## Given problem
Can you repeat the records word for word, from the very beginning through the line containing "[70,149,136,157]"?

[Dataset entries]
* * * * * * *

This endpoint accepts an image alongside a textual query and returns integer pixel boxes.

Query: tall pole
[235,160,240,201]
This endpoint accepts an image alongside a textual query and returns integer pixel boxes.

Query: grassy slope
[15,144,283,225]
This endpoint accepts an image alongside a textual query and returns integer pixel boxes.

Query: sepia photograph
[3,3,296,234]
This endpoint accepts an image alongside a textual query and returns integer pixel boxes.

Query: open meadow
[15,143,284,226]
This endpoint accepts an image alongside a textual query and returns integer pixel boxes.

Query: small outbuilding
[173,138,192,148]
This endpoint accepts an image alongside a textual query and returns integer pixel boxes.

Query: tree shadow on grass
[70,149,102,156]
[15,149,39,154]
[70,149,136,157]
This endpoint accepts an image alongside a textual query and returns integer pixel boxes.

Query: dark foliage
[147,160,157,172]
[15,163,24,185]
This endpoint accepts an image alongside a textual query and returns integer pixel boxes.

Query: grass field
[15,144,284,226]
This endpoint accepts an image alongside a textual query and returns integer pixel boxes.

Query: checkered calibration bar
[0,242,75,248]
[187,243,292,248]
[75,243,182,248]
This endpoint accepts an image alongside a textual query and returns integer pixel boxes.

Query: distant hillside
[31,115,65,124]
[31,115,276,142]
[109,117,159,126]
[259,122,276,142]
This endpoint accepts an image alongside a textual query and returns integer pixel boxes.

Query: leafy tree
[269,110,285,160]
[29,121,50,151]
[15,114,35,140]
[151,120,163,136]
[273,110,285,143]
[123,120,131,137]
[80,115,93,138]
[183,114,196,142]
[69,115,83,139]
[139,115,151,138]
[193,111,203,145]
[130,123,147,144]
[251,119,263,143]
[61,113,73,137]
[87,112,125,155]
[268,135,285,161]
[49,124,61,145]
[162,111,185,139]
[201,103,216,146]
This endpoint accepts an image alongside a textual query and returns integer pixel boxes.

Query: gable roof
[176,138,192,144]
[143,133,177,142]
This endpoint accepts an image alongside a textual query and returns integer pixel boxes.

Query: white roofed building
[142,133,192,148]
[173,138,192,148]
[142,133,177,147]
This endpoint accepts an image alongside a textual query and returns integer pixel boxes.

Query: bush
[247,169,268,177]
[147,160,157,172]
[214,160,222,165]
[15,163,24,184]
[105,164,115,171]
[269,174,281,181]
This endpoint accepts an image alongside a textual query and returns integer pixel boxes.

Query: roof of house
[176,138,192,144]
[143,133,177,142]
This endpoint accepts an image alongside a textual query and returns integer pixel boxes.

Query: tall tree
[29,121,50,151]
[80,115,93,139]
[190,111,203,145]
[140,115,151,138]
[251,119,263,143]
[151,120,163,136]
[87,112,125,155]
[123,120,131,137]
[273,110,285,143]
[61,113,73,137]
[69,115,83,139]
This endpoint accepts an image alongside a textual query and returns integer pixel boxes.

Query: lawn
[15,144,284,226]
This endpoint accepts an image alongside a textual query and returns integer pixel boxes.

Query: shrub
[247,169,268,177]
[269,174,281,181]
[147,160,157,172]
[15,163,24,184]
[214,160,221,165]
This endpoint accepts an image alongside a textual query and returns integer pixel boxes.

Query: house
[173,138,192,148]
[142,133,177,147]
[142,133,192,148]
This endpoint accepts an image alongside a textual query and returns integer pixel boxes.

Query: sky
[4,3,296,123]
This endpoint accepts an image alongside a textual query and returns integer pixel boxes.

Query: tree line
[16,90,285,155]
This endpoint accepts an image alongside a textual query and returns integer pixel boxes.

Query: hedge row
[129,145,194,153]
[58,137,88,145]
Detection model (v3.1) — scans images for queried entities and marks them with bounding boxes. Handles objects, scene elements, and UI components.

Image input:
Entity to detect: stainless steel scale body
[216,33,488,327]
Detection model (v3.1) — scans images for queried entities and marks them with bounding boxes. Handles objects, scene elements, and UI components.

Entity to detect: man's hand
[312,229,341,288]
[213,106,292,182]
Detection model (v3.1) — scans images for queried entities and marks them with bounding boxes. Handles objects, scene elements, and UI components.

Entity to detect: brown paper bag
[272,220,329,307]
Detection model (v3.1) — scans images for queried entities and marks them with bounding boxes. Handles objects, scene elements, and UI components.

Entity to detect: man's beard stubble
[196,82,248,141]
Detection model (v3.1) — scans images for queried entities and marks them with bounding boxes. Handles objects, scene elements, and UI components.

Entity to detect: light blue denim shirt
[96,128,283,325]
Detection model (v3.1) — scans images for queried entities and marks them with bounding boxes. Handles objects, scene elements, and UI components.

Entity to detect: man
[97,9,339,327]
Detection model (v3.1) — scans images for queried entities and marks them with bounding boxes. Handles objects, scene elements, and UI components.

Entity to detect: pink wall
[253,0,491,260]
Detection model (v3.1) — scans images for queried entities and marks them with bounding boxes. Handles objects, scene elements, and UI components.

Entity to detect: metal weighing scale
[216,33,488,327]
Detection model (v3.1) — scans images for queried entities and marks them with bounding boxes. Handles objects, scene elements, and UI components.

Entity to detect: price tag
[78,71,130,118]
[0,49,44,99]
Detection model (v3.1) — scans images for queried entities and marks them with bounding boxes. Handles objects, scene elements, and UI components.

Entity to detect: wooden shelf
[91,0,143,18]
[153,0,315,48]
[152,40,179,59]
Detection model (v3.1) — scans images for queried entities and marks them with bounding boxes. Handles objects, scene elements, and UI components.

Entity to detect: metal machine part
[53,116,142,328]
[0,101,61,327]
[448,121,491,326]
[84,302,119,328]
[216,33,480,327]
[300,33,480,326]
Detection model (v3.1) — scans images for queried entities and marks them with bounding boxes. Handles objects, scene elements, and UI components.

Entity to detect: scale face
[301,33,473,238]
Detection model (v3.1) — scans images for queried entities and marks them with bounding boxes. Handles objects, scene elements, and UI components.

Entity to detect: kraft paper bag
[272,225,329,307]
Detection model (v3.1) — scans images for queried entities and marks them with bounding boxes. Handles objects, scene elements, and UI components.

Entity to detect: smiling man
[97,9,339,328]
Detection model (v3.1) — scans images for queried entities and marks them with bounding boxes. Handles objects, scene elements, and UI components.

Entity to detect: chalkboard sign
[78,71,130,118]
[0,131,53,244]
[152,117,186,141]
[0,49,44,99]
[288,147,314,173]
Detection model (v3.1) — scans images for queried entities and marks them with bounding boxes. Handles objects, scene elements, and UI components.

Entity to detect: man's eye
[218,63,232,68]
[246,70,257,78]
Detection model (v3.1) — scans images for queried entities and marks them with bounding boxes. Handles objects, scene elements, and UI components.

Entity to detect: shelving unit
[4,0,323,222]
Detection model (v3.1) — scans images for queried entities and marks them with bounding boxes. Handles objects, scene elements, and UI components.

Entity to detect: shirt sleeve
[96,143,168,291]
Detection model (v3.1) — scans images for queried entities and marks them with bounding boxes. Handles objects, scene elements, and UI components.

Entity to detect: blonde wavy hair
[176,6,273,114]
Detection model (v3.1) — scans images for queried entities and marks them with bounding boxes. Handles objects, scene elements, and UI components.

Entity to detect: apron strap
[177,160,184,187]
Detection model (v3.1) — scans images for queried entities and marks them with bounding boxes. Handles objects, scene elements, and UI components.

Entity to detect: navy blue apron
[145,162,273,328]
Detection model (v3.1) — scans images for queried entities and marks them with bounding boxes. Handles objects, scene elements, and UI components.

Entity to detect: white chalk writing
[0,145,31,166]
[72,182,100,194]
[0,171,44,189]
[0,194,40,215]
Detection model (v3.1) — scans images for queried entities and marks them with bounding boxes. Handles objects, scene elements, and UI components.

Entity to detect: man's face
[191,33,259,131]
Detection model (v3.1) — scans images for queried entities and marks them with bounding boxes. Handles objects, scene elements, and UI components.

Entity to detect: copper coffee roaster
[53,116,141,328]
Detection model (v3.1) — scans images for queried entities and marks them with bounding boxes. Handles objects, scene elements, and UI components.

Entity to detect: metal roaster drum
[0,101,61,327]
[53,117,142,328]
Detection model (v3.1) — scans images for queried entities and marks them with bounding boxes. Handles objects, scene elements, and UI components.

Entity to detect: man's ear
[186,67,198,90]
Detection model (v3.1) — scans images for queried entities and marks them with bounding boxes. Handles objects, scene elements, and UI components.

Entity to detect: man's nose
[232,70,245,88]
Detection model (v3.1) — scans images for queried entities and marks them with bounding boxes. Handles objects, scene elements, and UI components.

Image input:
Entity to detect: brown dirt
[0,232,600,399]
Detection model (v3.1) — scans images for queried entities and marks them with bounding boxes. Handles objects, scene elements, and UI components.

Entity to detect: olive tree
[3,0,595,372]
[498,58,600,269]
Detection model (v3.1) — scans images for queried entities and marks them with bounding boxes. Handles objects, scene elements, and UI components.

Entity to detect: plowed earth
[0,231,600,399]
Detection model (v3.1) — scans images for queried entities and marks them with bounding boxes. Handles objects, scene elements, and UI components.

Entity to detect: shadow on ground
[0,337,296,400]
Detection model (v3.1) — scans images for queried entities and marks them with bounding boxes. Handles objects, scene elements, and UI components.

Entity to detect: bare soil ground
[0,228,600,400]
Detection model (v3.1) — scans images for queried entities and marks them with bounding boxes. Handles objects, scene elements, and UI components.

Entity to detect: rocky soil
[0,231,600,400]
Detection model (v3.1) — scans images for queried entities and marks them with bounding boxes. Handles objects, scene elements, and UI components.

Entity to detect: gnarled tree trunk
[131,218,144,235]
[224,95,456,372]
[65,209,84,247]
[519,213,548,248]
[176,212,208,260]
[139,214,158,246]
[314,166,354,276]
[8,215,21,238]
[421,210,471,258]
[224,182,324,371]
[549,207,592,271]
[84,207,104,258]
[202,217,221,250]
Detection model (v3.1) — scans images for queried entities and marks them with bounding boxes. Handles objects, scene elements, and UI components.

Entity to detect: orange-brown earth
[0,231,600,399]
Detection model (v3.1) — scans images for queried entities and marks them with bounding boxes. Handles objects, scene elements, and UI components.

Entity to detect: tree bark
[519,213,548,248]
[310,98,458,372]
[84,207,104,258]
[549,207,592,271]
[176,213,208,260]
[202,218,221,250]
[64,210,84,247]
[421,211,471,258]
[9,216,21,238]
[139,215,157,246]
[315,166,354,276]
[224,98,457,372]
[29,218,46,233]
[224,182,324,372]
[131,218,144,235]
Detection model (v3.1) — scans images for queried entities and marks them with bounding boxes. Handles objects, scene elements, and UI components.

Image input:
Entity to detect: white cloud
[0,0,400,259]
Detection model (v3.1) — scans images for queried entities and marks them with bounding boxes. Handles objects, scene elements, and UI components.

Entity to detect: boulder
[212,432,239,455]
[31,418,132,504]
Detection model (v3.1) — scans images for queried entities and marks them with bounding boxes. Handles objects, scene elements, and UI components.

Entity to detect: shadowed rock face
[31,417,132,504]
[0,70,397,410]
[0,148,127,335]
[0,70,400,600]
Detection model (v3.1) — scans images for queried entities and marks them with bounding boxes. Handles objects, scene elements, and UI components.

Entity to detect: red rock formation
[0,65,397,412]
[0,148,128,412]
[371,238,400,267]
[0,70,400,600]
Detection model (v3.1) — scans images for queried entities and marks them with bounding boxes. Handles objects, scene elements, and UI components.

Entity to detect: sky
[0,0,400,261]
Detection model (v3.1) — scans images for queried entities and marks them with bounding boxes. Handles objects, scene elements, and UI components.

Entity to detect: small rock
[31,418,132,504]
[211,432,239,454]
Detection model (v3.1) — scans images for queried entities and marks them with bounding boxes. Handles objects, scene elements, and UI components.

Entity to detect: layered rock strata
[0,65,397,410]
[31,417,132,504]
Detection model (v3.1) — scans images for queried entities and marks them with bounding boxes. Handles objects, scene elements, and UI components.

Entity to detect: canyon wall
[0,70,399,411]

* * * * * * *

## Answer for the task
This endpoint accepts an image alongside a textual query and returns integer pixel boxes.

Query: tall pole
[235,160,240,201]
This endpoint accepts an image alongside a textual query and returns integer pixel boxes.

Query: grassy slope
[15,144,283,225]
This endpoint accepts an image alongside a textual query and returns integer pixel boxes.

Query: sepia photograph
[3,3,296,234]
This endpoint accepts an image alongside a textual query and returns integer pixel boxes.

Query: open meadow
[15,143,284,226]
This endpoint accepts an image alongside a textual query and returns integer pixel boxes.

Query: small outbuilding
[173,138,192,148]
This endpoint accepts an image alongside a textual query and returns integer pixel boxes.

Query: tree shadow on grass
[70,149,102,156]
[15,149,39,154]
[70,149,136,157]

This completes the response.